* Work to do *
How many lines in the listing below contain the string "reed"? Count them and reply with the number alone.

* Extracted records *
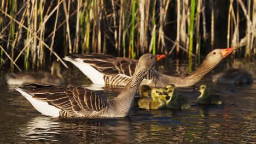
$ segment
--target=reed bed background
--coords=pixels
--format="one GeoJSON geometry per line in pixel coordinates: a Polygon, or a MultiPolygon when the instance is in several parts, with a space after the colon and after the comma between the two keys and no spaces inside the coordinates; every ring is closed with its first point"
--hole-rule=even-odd
{"type": "Polygon", "coordinates": [[[63,56],[86,52],[130,58],[174,52],[190,65],[219,46],[240,48],[234,56],[256,55],[256,0],[1,3],[2,68],[39,69],[55,59],[67,67],[63,56]]]}

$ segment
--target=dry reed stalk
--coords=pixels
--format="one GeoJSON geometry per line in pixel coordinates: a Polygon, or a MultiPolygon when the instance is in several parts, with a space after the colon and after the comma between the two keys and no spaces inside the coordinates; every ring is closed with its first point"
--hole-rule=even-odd
{"type": "MultiPolygon", "coordinates": [[[[185,6],[185,1],[186,0],[182,1],[182,20],[181,23],[181,27],[182,28],[180,30],[180,41],[182,44],[186,43],[186,37],[187,37],[187,25],[186,25],[186,19],[187,19],[187,13],[186,13],[186,6],[185,6]]],[[[178,26],[178,25],[177,25],[178,26]]]]}
{"type": "Polygon", "coordinates": [[[114,40],[115,41],[115,49],[116,50],[118,49],[118,41],[117,38],[117,16],[116,16],[116,10],[115,10],[115,6],[114,3],[114,0],[111,0],[111,4],[112,5],[112,10],[113,10],[113,19],[114,22],[114,40]]]}
{"type": "Polygon", "coordinates": [[[165,41],[163,35],[164,35],[164,28],[165,26],[165,7],[164,5],[166,4],[166,0],[160,1],[159,1],[159,35],[158,35],[158,48],[160,49],[161,53],[164,52],[164,46],[165,46],[165,41]],[[161,44],[160,47],[160,43],[161,44]]]}
{"type": "MultiPolygon", "coordinates": [[[[103,1],[102,1],[103,2],[103,1]]],[[[102,17],[102,9],[101,7],[101,2],[97,1],[97,15],[98,16],[98,19],[97,19],[97,49],[98,53],[101,53],[101,22],[102,17]]],[[[117,41],[116,41],[117,42],[117,41]]]]}
{"type": "Polygon", "coordinates": [[[256,54],[256,0],[253,1],[253,9],[252,9],[252,27],[253,29],[252,31],[252,39],[251,40],[251,50],[252,52],[253,52],[254,55],[256,54]],[[253,50],[253,47],[254,50],[253,50]]]}
{"type": "Polygon", "coordinates": [[[155,29],[156,28],[156,25],[154,25],[152,31],[152,32],[151,33],[151,40],[150,40],[150,44],[149,45],[149,52],[151,53],[152,52],[153,47],[153,45],[154,45],[154,38],[155,37],[154,37],[154,35],[155,35],[155,29]]]}
{"type": "Polygon", "coordinates": [[[150,3],[149,1],[146,1],[144,3],[144,7],[145,7],[145,22],[144,23],[144,50],[143,53],[145,52],[148,52],[148,24],[149,24],[149,10],[150,8],[150,3]]]}
{"type": "MultiPolygon", "coordinates": [[[[60,0],[58,0],[58,3],[57,3],[57,5],[58,5],[58,7],[57,8],[57,11],[56,12],[56,18],[55,18],[55,21],[54,22],[54,31],[53,32],[53,37],[51,37],[51,45],[50,45],[50,48],[51,49],[51,51],[53,50],[53,45],[54,45],[54,38],[55,38],[55,34],[56,34],[56,27],[57,27],[57,22],[58,22],[58,18],[59,18],[59,8],[60,7],[60,0]]],[[[52,55],[52,52],[51,51],[50,53],[50,56],[51,56],[52,55]]]]}
{"type": "Polygon", "coordinates": [[[5,51],[5,50],[4,50],[4,49],[1,45],[0,45],[0,48],[1,48],[1,50],[3,51],[3,52],[4,52],[7,57],[11,61],[11,63],[13,63],[14,65],[15,65],[20,71],[22,71],[19,67],[19,66],[18,66],[18,65],[13,61],[13,59],[11,59],[8,53],[5,51]]]}
{"type": "MultiPolygon", "coordinates": [[[[121,3],[121,7],[124,7],[125,6],[125,1],[124,1],[124,3],[123,2],[123,1],[122,1],[122,3],[121,3]]],[[[124,9],[125,9],[124,8],[124,9]]],[[[123,28],[125,28],[125,27],[126,27],[126,21],[125,21],[125,13],[124,13],[124,14],[123,15],[123,19],[122,19],[122,27],[123,28]]],[[[122,38],[123,38],[123,56],[124,57],[126,57],[126,43],[125,43],[125,35],[126,34],[126,32],[127,32],[127,30],[125,29],[125,30],[124,30],[123,31],[123,36],[122,36],[122,38]]]]}
{"type": "Polygon", "coordinates": [[[228,17],[228,34],[226,35],[226,47],[229,47],[229,43],[230,43],[230,17],[231,17],[231,11],[232,10],[232,4],[233,4],[233,0],[230,0],[230,4],[229,4],[229,15],[228,17]]]}
{"type": "Polygon", "coordinates": [[[247,44],[246,46],[246,53],[245,53],[245,57],[246,58],[251,58],[251,33],[252,33],[252,22],[251,21],[250,16],[248,14],[247,10],[243,4],[243,2],[241,0],[239,0],[239,3],[242,8],[242,9],[243,11],[243,13],[245,16],[246,17],[246,38],[247,38],[247,44]]]}
{"type": "MultiPolygon", "coordinates": [[[[183,8],[184,8],[184,7],[183,8]]],[[[179,53],[179,35],[181,28],[181,1],[177,0],[177,34],[176,34],[176,55],[179,53]]]]}
{"type": "Polygon", "coordinates": [[[80,28],[80,7],[81,7],[82,1],[77,0],[77,22],[75,26],[75,35],[74,41],[74,46],[73,47],[73,52],[78,52],[78,44],[79,41],[79,28],[80,28]]]}
{"type": "MultiPolygon", "coordinates": [[[[123,1],[121,1],[121,5],[123,5],[123,1]]],[[[118,26],[118,56],[120,57],[121,52],[121,28],[122,28],[122,19],[123,19],[123,7],[120,8],[120,14],[119,14],[119,22],[118,26]]],[[[105,38],[105,37],[104,37],[105,38]]]]}
{"type": "MultiPolygon", "coordinates": [[[[203,4],[202,5],[205,8],[205,0],[203,0],[203,4]]],[[[203,40],[206,41],[207,39],[207,36],[206,34],[206,18],[205,18],[205,9],[203,9],[202,11],[202,27],[203,27],[203,40]]]]}
{"type": "Polygon", "coordinates": [[[66,1],[63,1],[63,7],[64,9],[64,13],[65,14],[66,16],[66,24],[67,25],[66,26],[66,32],[67,35],[66,35],[67,39],[68,39],[68,52],[69,53],[72,53],[72,47],[71,44],[71,39],[70,37],[70,31],[69,31],[69,22],[68,21],[69,17],[69,5],[70,5],[70,0],[68,1],[68,7],[67,7],[67,4],[66,3],[66,1]]]}

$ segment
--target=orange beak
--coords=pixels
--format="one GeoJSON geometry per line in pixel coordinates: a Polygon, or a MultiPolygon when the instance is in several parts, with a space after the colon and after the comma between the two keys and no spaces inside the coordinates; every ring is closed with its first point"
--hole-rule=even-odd
{"type": "Polygon", "coordinates": [[[156,55],[156,57],[158,58],[158,61],[161,61],[162,59],[165,58],[166,56],[166,55],[156,55]]]}
{"type": "Polygon", "coordinates": [[[233,52],[236,49],[234,47],[225,49],[221,49],[220,53],[222,53],[222,55],[223,58],[226,57],[228,56],[230,53],[233,52]]]}

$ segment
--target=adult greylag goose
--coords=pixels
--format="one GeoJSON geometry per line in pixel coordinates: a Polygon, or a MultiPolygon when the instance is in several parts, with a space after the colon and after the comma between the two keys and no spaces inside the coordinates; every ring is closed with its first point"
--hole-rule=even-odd
{"type": "MultiPolygon", "coordinates": [[[[234,50],[234,47],[213,50],[208,54],[199,69],[185,77],[172,76],[150,69],[141,84],[158,87],[165,87],[168,84],[173,84],[176,87],[193,86],[234,50]]],[[[134,74],[138,62],[137,60],[130,58],[90,53],[73,54],[64,59],[74,64],[92,83],[116,86],[127,85],[134,74]]]]}
{"type": "Polygon", "coordinates": [[[21,85],[25,83],[47,83],[61,84],[64,80],[60,73],[61,67],[57,61],[53,62],[51,73],[40,70],[36,72],[25,72],[5,75],[5,81],[8,85],[21,85]]]}
{"type": "Polygon", "coordinates": [[[245,68],[245,64],[238,59],[234,59],[232,67],[214,75],[212,81],[219,84],[250,84],[253,81],[253,75],[245,68]]]}
{"type": "Polygon", "coordinates": [[[89,89],[63,85],[25,84],[16,88],[42,114],[60,117],[121,117],[128,115],[134,96],[147,72],[165,55],[145,54],[131,81],[114,99],[89,89]]]}

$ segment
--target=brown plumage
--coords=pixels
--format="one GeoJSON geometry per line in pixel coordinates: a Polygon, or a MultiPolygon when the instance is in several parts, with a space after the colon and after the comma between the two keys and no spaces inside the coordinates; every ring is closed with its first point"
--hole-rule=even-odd
{"type": "MultiPolygon", "coordinates": [[[[150,69],[147,73],[142,84],[163,87],[169,84],[174,85],[176,87],[193,86],[234,50],[234,48],[230,48],[213,50],[207,56],[198,69],[185,77],[169,76],[150,69]]],[[[134,73],[137,63],[137,60],[133,59],[90,53],[74,54],[65,57],[65,59],[75,65],[93,83],[117,86],[127,85],[134,73]],[[92,68],[94,69],[94,70],[92,70],[93,72],[89,71],[89,69],[92,68]],[[98,73],[98,75],[96,75],[96,73],[98,73]]]]}
{"type": "Polygon", "coordinates": [[[136,90],[146,72],[155,65],[158,57],[152,54],[142,56],[127,85],[113,99],[107,99],[104,95],[86,88],[72,86],[25,84],[16,89],[45,115],[61,117],[124,117],[130,112],[136,90]],[[42,101],[44,103],[40,103],[42,101]],[[39,104],[45,107],[40,107],[39,104]]]}
{"type": "Polygon", "coordinates": [[[26,83],[48,83],[61,84],[64,80],[60,74],[61,67],[57,61],[53,62],[51,73],[39,70],[37,72],[6,74],[5,79],[8,85],[21,85],[26,83]]]}

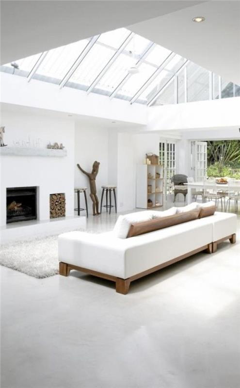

* Final answer *
2